[Coordinate annotation entries]
============
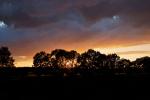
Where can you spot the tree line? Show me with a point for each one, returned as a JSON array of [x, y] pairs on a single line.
[[90, 61]]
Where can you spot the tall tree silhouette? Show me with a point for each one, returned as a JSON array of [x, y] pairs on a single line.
[[91, 60], [144, 63], [112, 60], [63, 58], [41, 59], [6, 60]]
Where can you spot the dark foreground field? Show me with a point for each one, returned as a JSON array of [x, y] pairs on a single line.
[[46, 87]]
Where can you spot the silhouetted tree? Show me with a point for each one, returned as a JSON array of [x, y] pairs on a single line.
[[63, 58], [123, 65], [41, 59], [6, 60], [91, 60], [144, 63], [112, 60]]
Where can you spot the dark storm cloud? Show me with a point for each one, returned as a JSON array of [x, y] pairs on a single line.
[[35, 13], [73, 21]]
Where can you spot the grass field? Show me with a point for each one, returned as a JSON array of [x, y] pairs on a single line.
[[105, 86]]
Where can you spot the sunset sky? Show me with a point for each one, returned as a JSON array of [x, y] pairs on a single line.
[[109, 26]]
============
* _Brief_
Write out every one of the lines above as a Markdown table with the columns Row and Line, numbering the rows and skipping blank lines. Leave the pictures out.

* _Final result_
| Row | Line |
|---|---|
| 1 | Where can you spot the tree line? Show me with a point for each one, returned as a JSON array of [x, y] pairs on a single line. |
| 2 | [[90, 61]] |
| 3 | Where can you spot the tall tree silhouette? Show me with a point for each one, returned as a JSON array of [x, y] pairs on a single line. |
| 4 | [[91, 60], [144, 63], [112, 60], [63, 58], [41, 59], [6, 60]] |
| 5 | Where can you spot the dark foreground field? Show me with a point for each one, returned as a JSON array of [x, y] pairs on a single line. |
| 6 | [[46, 87]] |
| 7 | Where can you spot the silhouetted tree? Show me with a point for each one, returned as a JSON array of [x, y] pairs on a single line. |
| 8 | [[63, 58], [123, 65], [41, 59], [6, 60], [91, 60], [144, 63], [112, 60]] |
| 9 | Where can you spot the dark storm cloud? Show me with a point for each one, returned as a JSON array of [x, y] pairs on a single line. |
| 10 | [[35, 13], [73, 21]] |
| 11 | Where can you spot the grass field? Show me with a point for each one, returned as a JSON array of [x, y] pairs on a single line. |
| 12 | [[105, 86]] |
| 13 | Where can you spot the sunset sky? Show me with a point for each one, returned as a JSON array of [x, y] pairs on a single line. |
| 14 | [[109, 26]] |